+++ Provided data +++
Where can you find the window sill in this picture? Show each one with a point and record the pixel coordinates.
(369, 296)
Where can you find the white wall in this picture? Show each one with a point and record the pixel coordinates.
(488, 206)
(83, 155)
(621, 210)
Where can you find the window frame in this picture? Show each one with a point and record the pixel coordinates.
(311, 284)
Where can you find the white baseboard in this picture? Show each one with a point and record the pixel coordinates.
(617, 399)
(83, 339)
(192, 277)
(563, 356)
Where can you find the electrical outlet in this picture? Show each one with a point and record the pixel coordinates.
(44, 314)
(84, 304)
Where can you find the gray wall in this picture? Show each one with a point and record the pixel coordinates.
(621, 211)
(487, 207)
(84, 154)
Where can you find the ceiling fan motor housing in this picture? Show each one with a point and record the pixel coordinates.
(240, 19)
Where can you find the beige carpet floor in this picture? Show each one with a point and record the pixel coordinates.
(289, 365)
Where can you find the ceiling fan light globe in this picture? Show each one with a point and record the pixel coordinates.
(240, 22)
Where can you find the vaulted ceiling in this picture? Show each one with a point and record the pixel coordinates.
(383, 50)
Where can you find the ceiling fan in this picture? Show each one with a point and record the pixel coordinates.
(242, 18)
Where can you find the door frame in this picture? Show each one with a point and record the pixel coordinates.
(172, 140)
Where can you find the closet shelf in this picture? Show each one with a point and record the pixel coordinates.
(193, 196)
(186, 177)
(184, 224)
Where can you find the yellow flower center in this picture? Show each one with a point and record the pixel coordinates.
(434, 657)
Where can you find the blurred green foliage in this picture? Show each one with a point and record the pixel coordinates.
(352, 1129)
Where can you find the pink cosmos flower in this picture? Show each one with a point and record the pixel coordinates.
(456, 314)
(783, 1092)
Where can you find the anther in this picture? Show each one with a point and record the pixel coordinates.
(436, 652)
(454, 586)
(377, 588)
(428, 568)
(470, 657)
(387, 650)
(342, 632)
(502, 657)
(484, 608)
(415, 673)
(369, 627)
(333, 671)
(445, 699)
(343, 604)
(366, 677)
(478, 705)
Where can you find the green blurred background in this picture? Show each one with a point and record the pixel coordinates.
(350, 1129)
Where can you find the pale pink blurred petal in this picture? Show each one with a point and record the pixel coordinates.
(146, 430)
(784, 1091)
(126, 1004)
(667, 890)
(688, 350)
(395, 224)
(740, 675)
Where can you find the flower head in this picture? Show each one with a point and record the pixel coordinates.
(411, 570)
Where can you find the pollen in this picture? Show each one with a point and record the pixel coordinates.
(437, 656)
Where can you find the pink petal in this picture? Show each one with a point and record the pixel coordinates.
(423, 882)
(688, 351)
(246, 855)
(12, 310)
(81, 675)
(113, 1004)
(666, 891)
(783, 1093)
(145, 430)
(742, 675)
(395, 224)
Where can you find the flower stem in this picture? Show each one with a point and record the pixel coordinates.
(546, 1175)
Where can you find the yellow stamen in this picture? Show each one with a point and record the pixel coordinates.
+++
Work request ::
After locating the line with "Where can you find the pink cosmos", please repeat it and every line after it exactly, through the end of the data above.

Exercise output ::
Where can you find the pink cosmos flower in this picture? Show each one with a point and record the pixel coordinates.
(456, 314)
(783, 1092)
Where can you find the anther in this picture? Show each one with a point and record the pixel coordinates.
(436, 652)
(454, 586)
(377, 588)
(428, 568)
(470, 657)
(387, 650)
(342, 632)
(502, 657)
(484, 608)
(415, 673)
(369, 627)
(333, 671)
(445, 699)
(343, 604)
(366, 677)
(478, 705)
Where can you find the green blurred background in this picture? Show each one with a point and record the pixel coordinates.
(350, 1129)
Where can you find the pale pink blurred petal in this picture? Show each one with a point and record the pixel coordinates.
(146, 430)
(784, 1091)
(126, 1004)
(667, 890)
(688, 350)
(395, 224)
(740, 675)
Where can you find the flower head in this picture? Show each one with a point and record the pixel coordinates.
(411, 570)
Where can you find the pollen in this picture? Show each one with a point and record the pixel coordinates.
(437, 656)
Where can you find the pink petal in this picture? Show each one with a point and record the pixel coordinates.
(423, 882)
(688, 351)
(246, 855)
(12, 310)
(81, 675)
(113, 1004)
(666, 891)
(783, 1093)
(145, 430)
(742, 675)
(395, 224)
Where can you find the flower stem in this picture? Show each one with a point and record the pixel coordinates.
(546, 1175)
Where can you find the yellow stamen in this picture? Show each one with a point and record the pixel coordinates.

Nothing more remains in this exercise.